Texto de lectura =
-- -- --
Pero no. El auténtico funcionario es el que antes encontrábamos parapetado tras la máquina de escribir y ahora tras el ordenador, pero siempre entre un mar de papeles, o al otro lado de un mostrador o ventanilla en plan flemático cuando menos.

No digo que Larra no tuviera razón, que la sigue teniendo, sino que del Romanticismo para acá se ha avanzado mucho en cuestión de funcionarios. Ahora no te amargan con el “vuelva usted mañana”, no, ahora son más sutiles, ¡dónde va a parar!, ahora te dicen: “Le falta la foto­copia del DNI, hay una papelería con fotocopiadora tres calles más allá, pero esta ventanilla cierra dentro de cinco minutos, usted verá”.

El funcionario es un personaje literario recurrente. Quiero decir que tradicionalmente ha sido denostado en literatura, clásico re­curso de lapidación para todo escritor, grande, mediano o pequeño, novato o consagrado. Y yo esto no me lo pierdo, también quiero participar.

La literatura es un reflejo de la sociedad. La sociedad teme al funcionario, y por tanto lo en­vidia -la mitad de la sociedad que no ejerce tan mítica profesión-. Temor y envidia que el escritor comparte, porque pertenece a esa mitad  desprivilegiada y desprotegida. El escritor, que nada tiene que perder -porque todo lo tiene perdido de antemano al declararse escritor-, carece de pudor para arremeter contra el funcionario, ácido por naturaleza, no, ácido por concurso-oposi­ción. Insisto, no me lo pierdo.

Suele ocurrir. El funcionario, habituado a la convivencia administrativa y enquistado en ella, tiende al reagrupamiento con los compañeros fuera del horario salarial -no digo laboral porque me atasco-. Por eso, compra el piso junto a los otros, lo más pared con pared posible, se asocia a la misma peña cultural para celebrar peroles -la cultura de hartarse de comer y beber en grupo-, se inscribe en la misma cofradía de Semana Santa, la del Huerto de los Olivos -para algo fue Judas el primer funcionario-, dispone de su caseta de feria, barroca, tópica y excluyente, y otras tareas que cualquier persona me­dianamente avisada y crítica sería capaz de añadir, pero a mí me cansa ya.
-- -- --
Filas mostradas =
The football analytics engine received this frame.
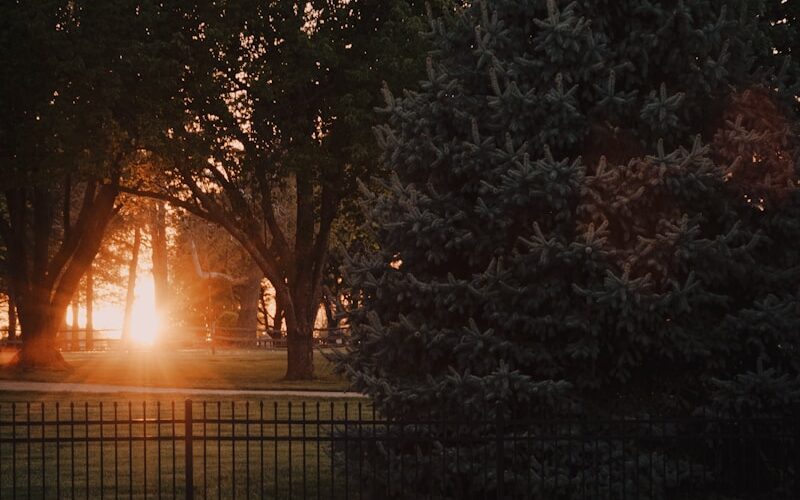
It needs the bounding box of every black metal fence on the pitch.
[0,400,800,499]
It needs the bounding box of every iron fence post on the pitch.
[495,408,505,500]
[184,399,194,500]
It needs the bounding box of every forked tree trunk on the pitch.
[0,181,119,368]
[13,286,69,369]
[282,278,319,380]
[122,225,142,345]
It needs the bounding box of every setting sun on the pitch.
[126,276,161,346]
[66,272,161,347]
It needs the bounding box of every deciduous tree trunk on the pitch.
[85,265,94,351]
[150,202,170,328]
[69,297,81,351]
[236,266,263,338]
[0,181,119,368]
[8,294,17,340]
[122,225,142,345]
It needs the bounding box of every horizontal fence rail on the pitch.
[0,400,800,500]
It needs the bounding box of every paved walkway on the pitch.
[0,380,366,399]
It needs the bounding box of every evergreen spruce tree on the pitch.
[340,0,800,498]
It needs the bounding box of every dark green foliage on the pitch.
[340,0,800,496]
-- -- --
Ejercicio breve A =
Enumera las acciones que el texto sobre los funcionarios atribuye al funcionario en el último párrafo como muestra de su tendencia a reagruparse con los compañeros.
Ejercicio breve B =
Extrae sin cambios de las filas las líneas que van desde la que contiene "It needs the bounding box of every horizontal" hasta el final de las filas, ambas incluidas.

Respuesta escrita A =
- Compra el piso junto a los otros, lo más pared con pared posible.
- Se asocia a la misma peña cultural para celebrar peroles.
- Se inscribe en la misma cofradía de Semana Santa, la del Huerto de los Olivos.
- Dispone de su caseta de feria, barroca, tópica y excluyente.

Respuesta escrita B =
It needs the bounding box of every horizontal fence rail on the pitch.
[0,400,800,500]
It needs the bounding box of every paved walkway on the pitch.
[0,380,366,399]
It needs the bounding box of every evergreen spruce tree on the pitch.
[340,0,800,498]
It needs the bounding box of every dark green foliage on the pitch.
[340,0,800,496]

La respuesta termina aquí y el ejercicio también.